-------- MATERIAL DA TAREFA --------

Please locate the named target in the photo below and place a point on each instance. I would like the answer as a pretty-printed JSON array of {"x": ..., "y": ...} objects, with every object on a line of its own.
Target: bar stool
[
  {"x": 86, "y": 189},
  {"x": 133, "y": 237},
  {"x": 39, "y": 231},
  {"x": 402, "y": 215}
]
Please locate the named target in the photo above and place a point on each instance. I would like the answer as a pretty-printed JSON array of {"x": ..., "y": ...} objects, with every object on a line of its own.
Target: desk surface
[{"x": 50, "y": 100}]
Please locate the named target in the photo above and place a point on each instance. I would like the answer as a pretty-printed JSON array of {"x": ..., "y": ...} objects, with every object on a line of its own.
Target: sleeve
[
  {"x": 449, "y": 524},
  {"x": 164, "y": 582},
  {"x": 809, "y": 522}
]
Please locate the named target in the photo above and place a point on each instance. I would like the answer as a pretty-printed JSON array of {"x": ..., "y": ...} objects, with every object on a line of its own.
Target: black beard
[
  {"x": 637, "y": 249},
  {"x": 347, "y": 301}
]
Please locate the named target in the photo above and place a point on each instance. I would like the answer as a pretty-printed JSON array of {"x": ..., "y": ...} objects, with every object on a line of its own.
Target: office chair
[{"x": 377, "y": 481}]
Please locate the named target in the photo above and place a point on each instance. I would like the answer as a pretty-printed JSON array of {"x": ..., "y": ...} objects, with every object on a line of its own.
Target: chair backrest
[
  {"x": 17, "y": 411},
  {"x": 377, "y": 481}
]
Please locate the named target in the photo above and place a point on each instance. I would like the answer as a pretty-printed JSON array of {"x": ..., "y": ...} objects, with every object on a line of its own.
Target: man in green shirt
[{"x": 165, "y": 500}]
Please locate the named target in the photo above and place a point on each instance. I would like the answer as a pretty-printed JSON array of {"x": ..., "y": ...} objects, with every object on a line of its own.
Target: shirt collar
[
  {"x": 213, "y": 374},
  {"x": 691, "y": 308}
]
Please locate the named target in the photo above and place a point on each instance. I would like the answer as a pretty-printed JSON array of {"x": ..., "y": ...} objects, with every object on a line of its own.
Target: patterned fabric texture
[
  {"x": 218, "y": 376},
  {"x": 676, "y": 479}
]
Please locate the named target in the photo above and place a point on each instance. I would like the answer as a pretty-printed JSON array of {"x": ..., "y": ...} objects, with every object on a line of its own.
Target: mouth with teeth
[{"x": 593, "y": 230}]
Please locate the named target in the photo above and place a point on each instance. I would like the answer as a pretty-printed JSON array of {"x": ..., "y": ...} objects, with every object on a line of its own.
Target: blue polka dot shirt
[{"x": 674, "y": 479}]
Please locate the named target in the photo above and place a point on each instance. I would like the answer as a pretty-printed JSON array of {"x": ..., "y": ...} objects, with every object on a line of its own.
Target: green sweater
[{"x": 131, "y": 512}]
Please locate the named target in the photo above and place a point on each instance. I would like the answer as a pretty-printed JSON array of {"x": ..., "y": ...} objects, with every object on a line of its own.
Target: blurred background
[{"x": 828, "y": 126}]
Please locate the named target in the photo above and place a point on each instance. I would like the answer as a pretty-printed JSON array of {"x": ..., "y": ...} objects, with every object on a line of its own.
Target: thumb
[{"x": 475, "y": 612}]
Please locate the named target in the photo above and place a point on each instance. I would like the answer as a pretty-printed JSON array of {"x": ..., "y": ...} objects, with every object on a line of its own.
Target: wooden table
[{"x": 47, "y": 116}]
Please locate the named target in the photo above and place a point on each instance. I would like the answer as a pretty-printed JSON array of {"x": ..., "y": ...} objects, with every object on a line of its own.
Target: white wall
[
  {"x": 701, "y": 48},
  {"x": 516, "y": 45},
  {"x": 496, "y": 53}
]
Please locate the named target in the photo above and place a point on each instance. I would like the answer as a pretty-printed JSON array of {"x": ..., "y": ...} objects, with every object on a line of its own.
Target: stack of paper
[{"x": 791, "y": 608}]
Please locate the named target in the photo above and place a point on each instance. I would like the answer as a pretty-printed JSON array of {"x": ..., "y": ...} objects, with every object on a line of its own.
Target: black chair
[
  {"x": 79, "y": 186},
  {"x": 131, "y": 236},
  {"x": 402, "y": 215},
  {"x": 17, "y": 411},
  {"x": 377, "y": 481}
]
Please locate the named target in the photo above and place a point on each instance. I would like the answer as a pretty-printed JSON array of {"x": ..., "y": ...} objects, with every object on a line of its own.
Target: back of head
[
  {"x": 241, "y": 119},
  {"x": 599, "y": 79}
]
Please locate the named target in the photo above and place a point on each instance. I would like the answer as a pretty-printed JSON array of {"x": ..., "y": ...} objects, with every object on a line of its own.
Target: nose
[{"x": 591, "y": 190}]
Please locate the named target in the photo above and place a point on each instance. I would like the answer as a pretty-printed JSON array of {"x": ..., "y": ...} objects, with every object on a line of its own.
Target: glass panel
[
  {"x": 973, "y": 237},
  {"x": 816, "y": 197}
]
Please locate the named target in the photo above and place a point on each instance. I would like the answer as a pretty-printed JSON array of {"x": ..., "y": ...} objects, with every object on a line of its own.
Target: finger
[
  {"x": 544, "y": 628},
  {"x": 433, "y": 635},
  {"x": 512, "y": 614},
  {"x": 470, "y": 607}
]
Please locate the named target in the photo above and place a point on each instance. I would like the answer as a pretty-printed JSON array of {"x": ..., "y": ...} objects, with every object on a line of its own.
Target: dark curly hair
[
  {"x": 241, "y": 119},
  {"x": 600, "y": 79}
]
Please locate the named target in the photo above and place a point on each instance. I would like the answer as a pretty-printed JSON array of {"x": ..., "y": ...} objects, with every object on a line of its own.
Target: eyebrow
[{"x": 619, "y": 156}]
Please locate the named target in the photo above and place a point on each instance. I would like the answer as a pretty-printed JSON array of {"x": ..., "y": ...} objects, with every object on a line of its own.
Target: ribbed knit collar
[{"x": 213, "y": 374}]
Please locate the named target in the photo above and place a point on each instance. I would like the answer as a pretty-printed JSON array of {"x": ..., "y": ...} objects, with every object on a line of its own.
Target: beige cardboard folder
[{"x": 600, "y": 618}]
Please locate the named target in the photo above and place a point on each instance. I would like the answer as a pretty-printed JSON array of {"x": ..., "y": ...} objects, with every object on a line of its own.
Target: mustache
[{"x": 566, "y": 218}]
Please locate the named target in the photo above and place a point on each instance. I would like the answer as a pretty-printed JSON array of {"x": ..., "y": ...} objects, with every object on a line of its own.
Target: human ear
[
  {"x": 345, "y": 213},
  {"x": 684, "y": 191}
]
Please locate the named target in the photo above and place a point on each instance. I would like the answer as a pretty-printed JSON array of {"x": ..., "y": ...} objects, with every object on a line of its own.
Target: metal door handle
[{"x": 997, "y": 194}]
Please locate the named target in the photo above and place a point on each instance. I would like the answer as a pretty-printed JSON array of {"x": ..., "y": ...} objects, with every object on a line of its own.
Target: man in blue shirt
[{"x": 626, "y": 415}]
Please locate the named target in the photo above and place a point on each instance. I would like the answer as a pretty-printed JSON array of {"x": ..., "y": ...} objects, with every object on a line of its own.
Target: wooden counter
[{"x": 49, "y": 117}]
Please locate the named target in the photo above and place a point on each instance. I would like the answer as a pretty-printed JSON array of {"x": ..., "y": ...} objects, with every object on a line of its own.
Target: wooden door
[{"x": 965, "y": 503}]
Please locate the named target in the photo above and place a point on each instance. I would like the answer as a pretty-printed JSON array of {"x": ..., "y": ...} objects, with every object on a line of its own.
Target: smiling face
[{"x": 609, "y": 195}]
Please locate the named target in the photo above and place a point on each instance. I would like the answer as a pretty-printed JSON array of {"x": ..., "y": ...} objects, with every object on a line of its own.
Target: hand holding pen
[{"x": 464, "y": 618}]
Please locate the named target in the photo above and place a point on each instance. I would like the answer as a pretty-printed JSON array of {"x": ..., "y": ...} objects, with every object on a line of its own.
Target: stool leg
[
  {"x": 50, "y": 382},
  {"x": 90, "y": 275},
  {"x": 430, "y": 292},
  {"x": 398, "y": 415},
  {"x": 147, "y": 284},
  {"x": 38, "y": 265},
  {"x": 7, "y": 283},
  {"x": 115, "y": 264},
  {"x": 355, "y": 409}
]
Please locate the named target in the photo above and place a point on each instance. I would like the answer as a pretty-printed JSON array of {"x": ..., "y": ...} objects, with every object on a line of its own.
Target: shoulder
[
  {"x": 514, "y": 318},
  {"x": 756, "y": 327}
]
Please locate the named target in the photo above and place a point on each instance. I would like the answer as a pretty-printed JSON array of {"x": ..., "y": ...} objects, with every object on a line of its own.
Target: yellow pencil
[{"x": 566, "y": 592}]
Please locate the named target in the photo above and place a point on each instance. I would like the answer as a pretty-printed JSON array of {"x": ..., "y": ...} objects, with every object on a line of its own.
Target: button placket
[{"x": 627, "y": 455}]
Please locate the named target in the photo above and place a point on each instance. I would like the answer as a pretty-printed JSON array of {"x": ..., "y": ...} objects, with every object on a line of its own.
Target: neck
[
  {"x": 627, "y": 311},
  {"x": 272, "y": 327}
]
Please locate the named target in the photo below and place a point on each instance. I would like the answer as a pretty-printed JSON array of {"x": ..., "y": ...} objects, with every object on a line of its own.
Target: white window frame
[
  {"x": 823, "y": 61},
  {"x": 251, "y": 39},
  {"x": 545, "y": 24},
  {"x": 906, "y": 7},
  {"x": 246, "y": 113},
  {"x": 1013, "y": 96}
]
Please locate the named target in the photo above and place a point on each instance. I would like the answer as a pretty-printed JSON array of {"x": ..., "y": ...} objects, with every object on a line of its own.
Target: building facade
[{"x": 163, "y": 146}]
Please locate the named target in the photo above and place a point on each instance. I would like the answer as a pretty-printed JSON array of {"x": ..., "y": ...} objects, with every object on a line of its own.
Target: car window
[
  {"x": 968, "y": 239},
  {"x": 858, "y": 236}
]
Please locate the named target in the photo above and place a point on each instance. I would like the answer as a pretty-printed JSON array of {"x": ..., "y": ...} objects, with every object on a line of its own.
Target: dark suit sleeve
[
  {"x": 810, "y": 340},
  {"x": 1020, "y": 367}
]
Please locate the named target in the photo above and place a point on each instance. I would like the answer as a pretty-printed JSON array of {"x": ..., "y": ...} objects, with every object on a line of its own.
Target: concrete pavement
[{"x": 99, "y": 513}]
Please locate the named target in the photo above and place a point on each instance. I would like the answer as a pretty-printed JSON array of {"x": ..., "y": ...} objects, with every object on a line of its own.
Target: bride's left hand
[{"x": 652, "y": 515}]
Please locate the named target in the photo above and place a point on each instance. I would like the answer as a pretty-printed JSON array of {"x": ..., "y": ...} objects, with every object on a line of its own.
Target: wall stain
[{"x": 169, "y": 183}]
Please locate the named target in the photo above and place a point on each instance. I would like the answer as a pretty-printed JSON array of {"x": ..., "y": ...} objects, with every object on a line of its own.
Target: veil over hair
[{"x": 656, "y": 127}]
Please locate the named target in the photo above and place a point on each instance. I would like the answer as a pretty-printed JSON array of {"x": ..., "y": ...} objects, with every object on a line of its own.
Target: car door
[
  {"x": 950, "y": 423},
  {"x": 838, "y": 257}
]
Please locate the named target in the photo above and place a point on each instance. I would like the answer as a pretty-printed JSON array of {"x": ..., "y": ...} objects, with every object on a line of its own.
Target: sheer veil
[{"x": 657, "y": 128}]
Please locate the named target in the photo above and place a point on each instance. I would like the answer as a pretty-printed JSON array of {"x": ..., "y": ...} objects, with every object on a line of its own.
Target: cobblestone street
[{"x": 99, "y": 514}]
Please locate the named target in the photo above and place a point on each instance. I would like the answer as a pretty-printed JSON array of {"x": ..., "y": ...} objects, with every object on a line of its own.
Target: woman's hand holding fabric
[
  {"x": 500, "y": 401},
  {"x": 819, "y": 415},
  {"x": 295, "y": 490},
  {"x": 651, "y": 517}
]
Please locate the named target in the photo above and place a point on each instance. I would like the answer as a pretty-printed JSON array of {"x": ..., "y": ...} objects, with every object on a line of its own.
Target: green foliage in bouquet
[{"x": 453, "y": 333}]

--------

INSTRUÇÕES E REQUISITOS:
Reúna todas as linhas dos itens acima em que aparece a palavra "veil". Considere a diferença entre maiúsculas e minúsculas.

EM RESPOSTA:
Target: veil over hair
Target: sheer veil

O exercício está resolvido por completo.